▶ WRITTEN PROBLEM
Copy each line of the data below exactly, leaving out pictures.

════

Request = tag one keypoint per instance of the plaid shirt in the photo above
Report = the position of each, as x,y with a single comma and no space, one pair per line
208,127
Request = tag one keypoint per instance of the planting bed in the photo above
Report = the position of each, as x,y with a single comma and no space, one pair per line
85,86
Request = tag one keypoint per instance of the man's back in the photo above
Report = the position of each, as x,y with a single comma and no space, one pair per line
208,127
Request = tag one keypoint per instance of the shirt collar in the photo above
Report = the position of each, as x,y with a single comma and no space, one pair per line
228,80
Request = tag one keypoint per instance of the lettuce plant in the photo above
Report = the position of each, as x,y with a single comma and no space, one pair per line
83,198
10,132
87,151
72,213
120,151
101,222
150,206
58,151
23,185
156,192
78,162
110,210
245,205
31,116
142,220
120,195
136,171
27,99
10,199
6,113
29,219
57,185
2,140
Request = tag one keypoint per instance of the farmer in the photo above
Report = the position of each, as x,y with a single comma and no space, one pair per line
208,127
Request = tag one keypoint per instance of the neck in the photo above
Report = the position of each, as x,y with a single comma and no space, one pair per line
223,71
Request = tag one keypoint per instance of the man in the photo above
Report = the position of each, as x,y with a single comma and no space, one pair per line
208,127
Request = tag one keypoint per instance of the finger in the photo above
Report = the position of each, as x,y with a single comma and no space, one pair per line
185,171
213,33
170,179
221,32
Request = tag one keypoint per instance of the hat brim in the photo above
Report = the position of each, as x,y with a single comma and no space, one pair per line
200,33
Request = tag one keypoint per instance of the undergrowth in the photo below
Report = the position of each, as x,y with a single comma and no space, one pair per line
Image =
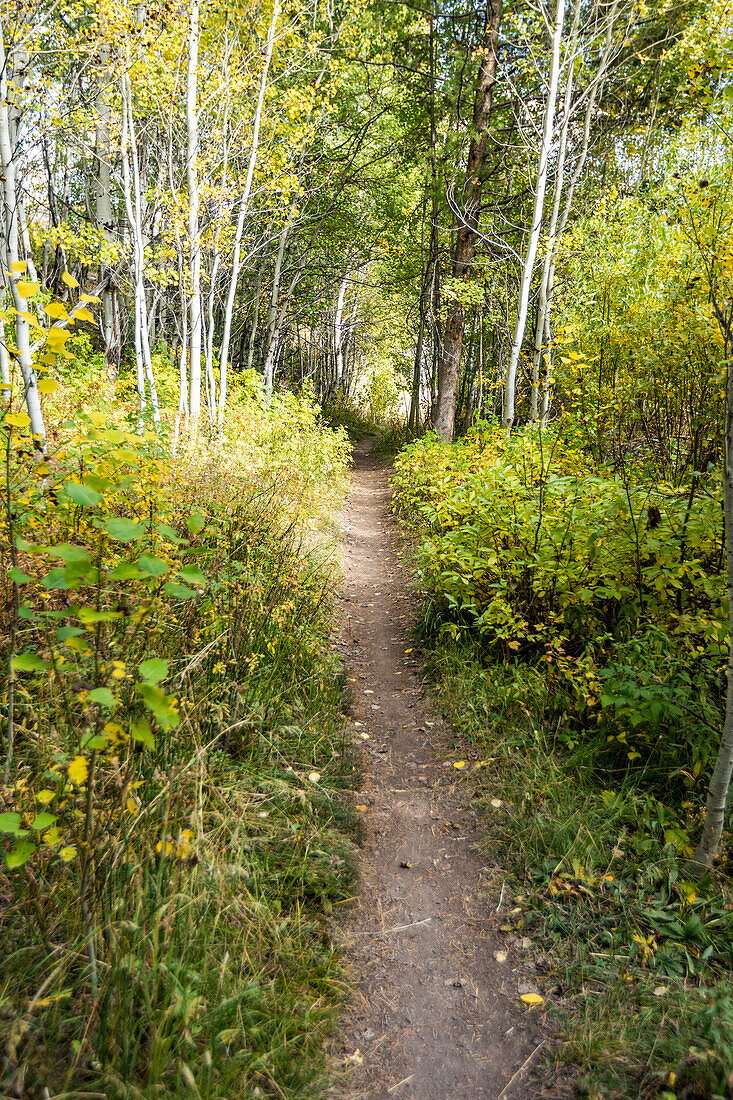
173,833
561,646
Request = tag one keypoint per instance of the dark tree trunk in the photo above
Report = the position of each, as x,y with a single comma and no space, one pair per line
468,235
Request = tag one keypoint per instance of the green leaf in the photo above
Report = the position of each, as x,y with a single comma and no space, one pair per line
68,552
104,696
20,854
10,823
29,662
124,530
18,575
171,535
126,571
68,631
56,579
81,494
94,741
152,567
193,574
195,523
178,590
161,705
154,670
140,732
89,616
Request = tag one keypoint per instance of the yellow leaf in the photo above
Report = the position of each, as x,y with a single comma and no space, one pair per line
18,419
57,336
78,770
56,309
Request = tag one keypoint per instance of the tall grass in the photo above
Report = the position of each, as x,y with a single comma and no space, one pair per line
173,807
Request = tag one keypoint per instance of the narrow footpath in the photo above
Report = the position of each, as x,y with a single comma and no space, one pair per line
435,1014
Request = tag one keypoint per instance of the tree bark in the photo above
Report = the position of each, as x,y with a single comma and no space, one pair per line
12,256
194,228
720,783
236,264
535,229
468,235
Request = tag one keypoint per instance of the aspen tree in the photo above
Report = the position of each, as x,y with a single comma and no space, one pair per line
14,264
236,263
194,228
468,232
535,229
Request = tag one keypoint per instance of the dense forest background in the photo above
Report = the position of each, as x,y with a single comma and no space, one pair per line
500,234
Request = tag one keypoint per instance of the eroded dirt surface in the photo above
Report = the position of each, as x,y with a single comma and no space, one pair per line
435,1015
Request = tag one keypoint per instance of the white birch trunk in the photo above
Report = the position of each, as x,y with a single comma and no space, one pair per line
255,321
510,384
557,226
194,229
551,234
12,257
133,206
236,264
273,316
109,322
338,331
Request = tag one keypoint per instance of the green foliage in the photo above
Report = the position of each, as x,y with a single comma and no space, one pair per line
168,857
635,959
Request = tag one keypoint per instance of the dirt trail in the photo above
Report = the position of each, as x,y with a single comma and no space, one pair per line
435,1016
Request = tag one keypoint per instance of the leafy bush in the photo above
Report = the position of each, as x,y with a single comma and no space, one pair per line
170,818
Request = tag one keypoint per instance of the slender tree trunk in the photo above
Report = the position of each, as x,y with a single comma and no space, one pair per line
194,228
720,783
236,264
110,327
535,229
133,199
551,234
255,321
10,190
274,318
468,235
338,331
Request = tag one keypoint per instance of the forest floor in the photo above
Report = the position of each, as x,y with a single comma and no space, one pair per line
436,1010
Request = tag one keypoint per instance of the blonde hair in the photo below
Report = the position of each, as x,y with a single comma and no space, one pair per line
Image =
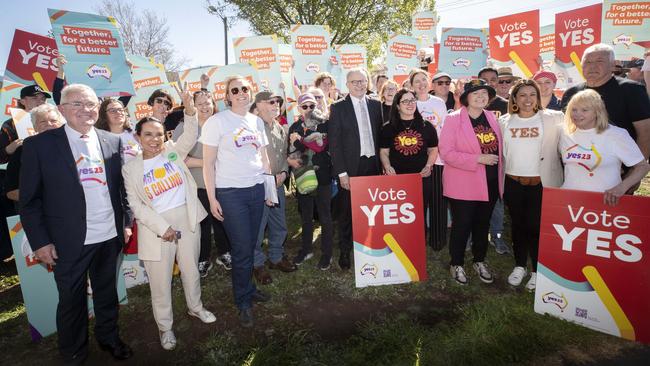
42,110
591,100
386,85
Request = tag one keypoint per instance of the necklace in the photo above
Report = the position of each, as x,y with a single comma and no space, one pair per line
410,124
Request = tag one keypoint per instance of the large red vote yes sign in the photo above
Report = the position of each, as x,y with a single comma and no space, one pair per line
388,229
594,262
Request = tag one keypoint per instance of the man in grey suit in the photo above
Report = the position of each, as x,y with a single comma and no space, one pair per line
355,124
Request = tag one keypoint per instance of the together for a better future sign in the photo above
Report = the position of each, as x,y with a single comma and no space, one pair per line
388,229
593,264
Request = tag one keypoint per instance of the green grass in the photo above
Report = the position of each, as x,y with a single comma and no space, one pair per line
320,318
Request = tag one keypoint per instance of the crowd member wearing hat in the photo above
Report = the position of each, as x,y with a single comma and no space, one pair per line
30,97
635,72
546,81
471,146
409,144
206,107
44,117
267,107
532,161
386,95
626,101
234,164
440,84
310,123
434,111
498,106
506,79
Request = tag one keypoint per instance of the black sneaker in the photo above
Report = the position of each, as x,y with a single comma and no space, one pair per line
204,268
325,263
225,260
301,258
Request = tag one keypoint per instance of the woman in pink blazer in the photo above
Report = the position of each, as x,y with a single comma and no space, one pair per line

════

▶ FULL OUTPUT
Request = tag one keypoint per instance of the plaid shirt in the photo above
Report = the position of each, as x,y with a single comma and no space, one pair per line
208,127
Request = tag one keypoint per instance of the planting bed in the photo above
Report = the position of each, as x,y with a single comma and no space, one pair per line
85,86
Request = tag one keypoint per instance of the man's back in the photo above
Report = the position of each, as x,y with a single comma and no space, one pair per line
208,127
Request = tag one keypoint per instance of the shirt collar in the photo above
Report = the position of each, as x,y with a single comma and no space, one pair per line
228,80
Request = tag one keypoint per instance of the lettuce plant in the photo above
Report = the position of each, as x,y with a single comma and no space, one pair per line
83,198
10,132
87,151
72,213
120,151
101,222
150,206
58,151
23,185
156,192
78,162
110,210
245,205
31,116
142,220
120,195
136,171
27,99
10,199
6,113
29,219
57,185
2,140
Request = tag one keypoint per instance of the farmer in the photo above
Report = the position of each, as x,y with a single comma and no space, one pair per line
208,127
Request = tag one keypoint per instance of the neck in the photo above
Report = the position of each, as x,y with a single comma and no space, one pair per line
223,71
Request = tag one keypoint per instance of the man in the photo above
Report = the position of each, as x,y with a single comma and no space, one pair per line
208,127
Request = tag one keypoint per instance of the finger in the photo above
Report = the position of each, as x,y with a single comma and no space, one pair per line
185,171
213,33
170,179
221,32
Request = tag one keypoint per instance of the hat brim in the photo above
Report = the position of each, as x,y with a single comma and no space, one pair per line
200,33
Request = tag one keypoint per instance of the undergrowth in the photo below
Report = the position of each, as x,y with a single comma and no space, one pair per line
Image =
173,833
561,646
Request = tag one keypoint per instance of the dark tree trunk in the photo above
Report = the position of each, as x,y with a single comma and no space, one pair per line
468,235
Request = tag one keypoint per instance of the green leaf in the photo above
Report = the position of each, as x,y with a single comma and no space, one pair per line
68,552
104,696
20,854
10,823
29,662
124,530
18,575
171,535
126,571
68,631
56,579
81,494
94,741
152,567
193,574
195,523
178,590
161,705
154,670
140,732
89,616
Request = tag one keypoint per instance of the yellow leaf in the photo above
Report = the position of each, as x,y with a single comma and no space, one pair per line
18,419
57,336
78,770
56,309
Request = tag one keypoint per instance of the tall grass in the photo above
Report = the position of each, as x,y with a single comma and no space, one pair per line
173,807
Request = tag one keypoint per instance of the narrow footpath in the photo above
Report = the position of each, as x,y with a single comma and no space, one pair per line
435,1014
Request = tag one keypoint per instance of the tree bark in the photo above
Report = the position of each, as x,y with a single comma and no space, one pair per line
12,256
194,228
720,783
236,264
535,229
468,235
Request = tag one keypoint per instance of the aspen tree in the photo above
Report = the position of each, as x,y with a single comma and no space, one pair per line
14,264
236,263
194,228
468,232
535,229
Request = tag one keypoint per instance of the dense forest background in the photo above
Report = the position of each, as x,y with a single comma and no space, one pair per line
500,234
Request = tag one keypoint per instance of the eroded dirt surface in the photo above
Report = the position of each, as x,y with a single comma and no space, one pair per line
435,1015
Request = tag one keypoint per instance of the white birch trunk in the photo above
Report = the position of each, as x,y with a single comma and no space, one pair per line
255,321
510,384
557,226
194,229
551,234
12,257
133,206
236,264
273,316
109,322
338,331
Request = tag one keypoint per instance of the green foliage in the photo above
Report = the position of each, as x,y with a single comma and no space, one pair per line
168,857
635,959
Request = tag one keypoint per instance of the dirt trail in the photo above
Report = the position of each, as x,y with a single comma and no space, one pair per line
435,1016
Request = tag one keypoint per instance of the leafy bush in the photo above
Report = the position of each, as x,y with a single comma and no space, one pair per line
170,818
Request = tag one keypoint per instance of the slender tree trunk in the photo above
Report = the position of each, as x,y with a single comma and no space, one pair per line
194,228
720,783
236,264
110,327
535,229
133,199
551,234
255,321
10,190
274,318
468,235
338,331
Request = tag one keypoint per instance of the forest floor in the photo above
Report = the position of each, as x,y with a single comma and no space, one pair per line
436,1010
Request = tag one keypoint per instance of the blonde hair in the photo below
Report = the position of each, as x,y with a single comma and no space, one pair per line
Image =
42,110
591,100
386,85
Request = tag one keypoint per instance of the necklace in the photo above
Report = the position of each, as x,y with a single comma and no space, one pair per line
410,124
Request = tag one keypoint per instance of the large red vote yes sign in the photo above
Report = the position of each, as x,y with a single comma and no space, one pair per line
388,229
594,262
Request = tag one keypoint per instance of the man in grey suit in the photo above
Report = the position of each, as x,y with a single comma and no space, one pair per line
355,124
Request = tag one keypoint per instance of the together for a better future sign in the photo above
Report = the position of each, as x,y with a single comma and no space, one pair per line
388,229
593,264
Request = tag one keypoint per instance of the green grass in the photo above
Report = the position of each, as x,y with a single comma and no space, one pair per line
320,318
Request = tag one keypoint per instance of the crowd member wearing hat in the photo above
Report = the position of each, as x,y with a single comma and no space, one pair per line
30,97
635,72
546,81
471,146
409,144
206,107
44,117
267,107
532,161
386,95
626,101
234,164
440,84
310,123
434,111
498,106
506,79
Request = tag one keypoint per instance of the black sneaker in the photo above
Report = the position of each, as x,y with a single comma and no space, one pair per line
204,268
325,263
225,260
301,258
Request = tag one keypoint per instance of the woman in pink blazer in the photo above
Report = the position of each, as x,y with a single comma and no space, one pair per line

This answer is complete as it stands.